→ Action item:
Each line of the data below should be repeated exactly.
Given information Start Marker
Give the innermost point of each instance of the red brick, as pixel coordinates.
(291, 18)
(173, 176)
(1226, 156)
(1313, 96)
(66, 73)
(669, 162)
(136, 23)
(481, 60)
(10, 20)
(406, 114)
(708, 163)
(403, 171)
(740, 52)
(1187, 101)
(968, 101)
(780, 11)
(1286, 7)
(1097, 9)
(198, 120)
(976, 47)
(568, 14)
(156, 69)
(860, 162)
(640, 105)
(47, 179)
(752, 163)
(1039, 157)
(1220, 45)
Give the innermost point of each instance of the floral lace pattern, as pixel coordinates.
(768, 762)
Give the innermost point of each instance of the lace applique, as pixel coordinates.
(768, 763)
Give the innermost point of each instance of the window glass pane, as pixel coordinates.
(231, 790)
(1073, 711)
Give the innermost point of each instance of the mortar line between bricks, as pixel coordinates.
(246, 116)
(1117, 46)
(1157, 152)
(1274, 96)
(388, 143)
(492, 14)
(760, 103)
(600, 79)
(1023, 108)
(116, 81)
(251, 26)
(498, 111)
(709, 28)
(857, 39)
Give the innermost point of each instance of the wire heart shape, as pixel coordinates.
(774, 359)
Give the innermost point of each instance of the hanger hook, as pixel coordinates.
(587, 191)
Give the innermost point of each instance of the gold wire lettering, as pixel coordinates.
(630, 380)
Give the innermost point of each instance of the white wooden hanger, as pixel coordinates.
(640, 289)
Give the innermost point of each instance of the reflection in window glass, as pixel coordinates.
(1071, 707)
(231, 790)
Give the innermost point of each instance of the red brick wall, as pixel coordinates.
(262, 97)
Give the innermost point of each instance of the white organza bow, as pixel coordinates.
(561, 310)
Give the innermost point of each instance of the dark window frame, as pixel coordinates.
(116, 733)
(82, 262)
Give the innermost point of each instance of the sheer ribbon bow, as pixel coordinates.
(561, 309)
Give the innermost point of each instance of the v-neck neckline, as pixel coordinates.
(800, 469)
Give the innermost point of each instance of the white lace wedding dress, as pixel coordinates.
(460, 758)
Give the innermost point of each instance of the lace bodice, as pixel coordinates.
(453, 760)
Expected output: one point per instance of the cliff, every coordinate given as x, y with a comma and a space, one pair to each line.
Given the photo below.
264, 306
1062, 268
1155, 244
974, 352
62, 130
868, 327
Given information End Marker
→ Task result:
Give the innermost point of each instance of the red brick, as pixel coordinates.
(291, 18)
(173, 176)
(1226, 156)
(1313, 96)
(66, 73)
(669, 162)
(136, 23)
(481, 60)
(10, 20)
(406, 114)
(708, 163)
(403, 171)
(740, 52)
(1187, 101)
(968, 101)
(780, 11)
(1286, 7)
(1097, 9)
(198, 120)
(976, 47)
(568, 14)
(156, 69)
(860, 162)
(640, 105)
(47, 179)
(752, 163)
(1039, 157)
(1220, 45)
Give the innermost point of each instance of the floral lace pattern, as pixel coordinates.
(768, 762)
Give the innermost point of each instance of the lace applique, as pixel coordinates.
(768, 763)
Give the innermost point of each instance of the window glass pane, as pixel coordinates.
(231, 790)
(1073, 711)
Give the innermost point of each instance of the mortar line between bricks, as pixel coordinates.
(246, 116)
(1117, 46)
(1157, 152)
(1274, 96)
(388, 143)
(492, 14)
(760, 103)
(600, 79)
(1023, 108)
(116, 81)
(251, 26)
(498, 111)
(709, 28)
(857, 39)
Give the innermost point of each instance of the wire heart shape, as pixel coordinates.
(774, 359)
Give the innermost point of each instance of the hanger hook, as pixel coordinates.
(587, 191)
Give the innermost point of each instance of the gold wire lettering, as pixel coordinates.
(630, 380)
Give the innermost point of each instance of the white wooden hanger, as pixel coordinates.
(640, 289)
Give the innermost point of each instance of the reflection in window glass, as pixel coordinates.
(1071, 707)
(231, 790)
Give the innermost point of each instance of the red brick wall, as pixel coordinates.
(262, 97)
Give the innermost point of each instance of the white organza bow, as pixel coordinates.
(561, 310)
Give the innermost point of each instance of the dark window frame, as pixel coordinates.
(116, 733)
(82, 262)
Give the innermost point of each instance of the sheer ribbon bow, as pixel coordinates.
(561, 309)
Give the innermost point of each instance of the v-neck neckline, as pixel coordinates.
(800, 469)
Give the innermost point of each instance of the white lace wedding dress, as pixel coordinates.
(460, 758)
Give the innermost point of each instance of the lace bodice, as pixel coordinates.
(453, 760)
Expected output: one point per instance of the cliff, every coordinate given as x, y with a comma and a space, one pair to each line.
Given the photo below.
264, 306
1062, 268
1155, 244
974, 352
62, 130
868, 327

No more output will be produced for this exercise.